# RECORDS SHOWN
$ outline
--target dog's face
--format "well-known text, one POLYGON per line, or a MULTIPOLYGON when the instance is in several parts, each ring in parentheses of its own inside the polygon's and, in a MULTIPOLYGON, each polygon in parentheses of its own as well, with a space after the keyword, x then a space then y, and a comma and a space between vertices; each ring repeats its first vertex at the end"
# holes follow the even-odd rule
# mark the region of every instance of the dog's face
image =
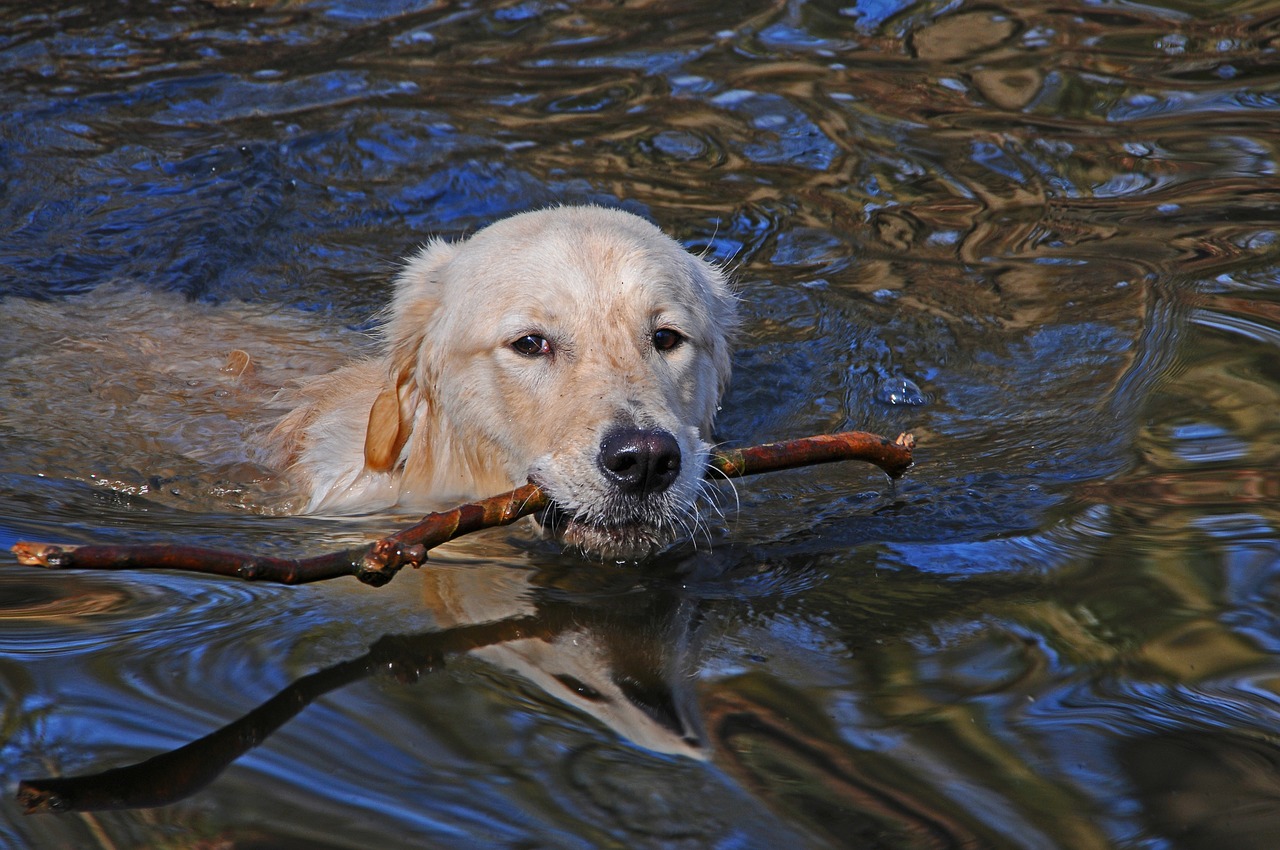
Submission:
POLYGON ((555 504, 544 528, 643 553, 695 520, 733 320, 718 269, 616 210, 525 213, 429 245, 399 281, 397 389, 381 421, 374 405, 366 456, 405 449, 406 489, 532 478, 555 504))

# GOAL OF THE EXERCISE
Work out how many lines of the data include the word "instance". Then write only that number.

# ANSWER FOR THIS EXERCISE
2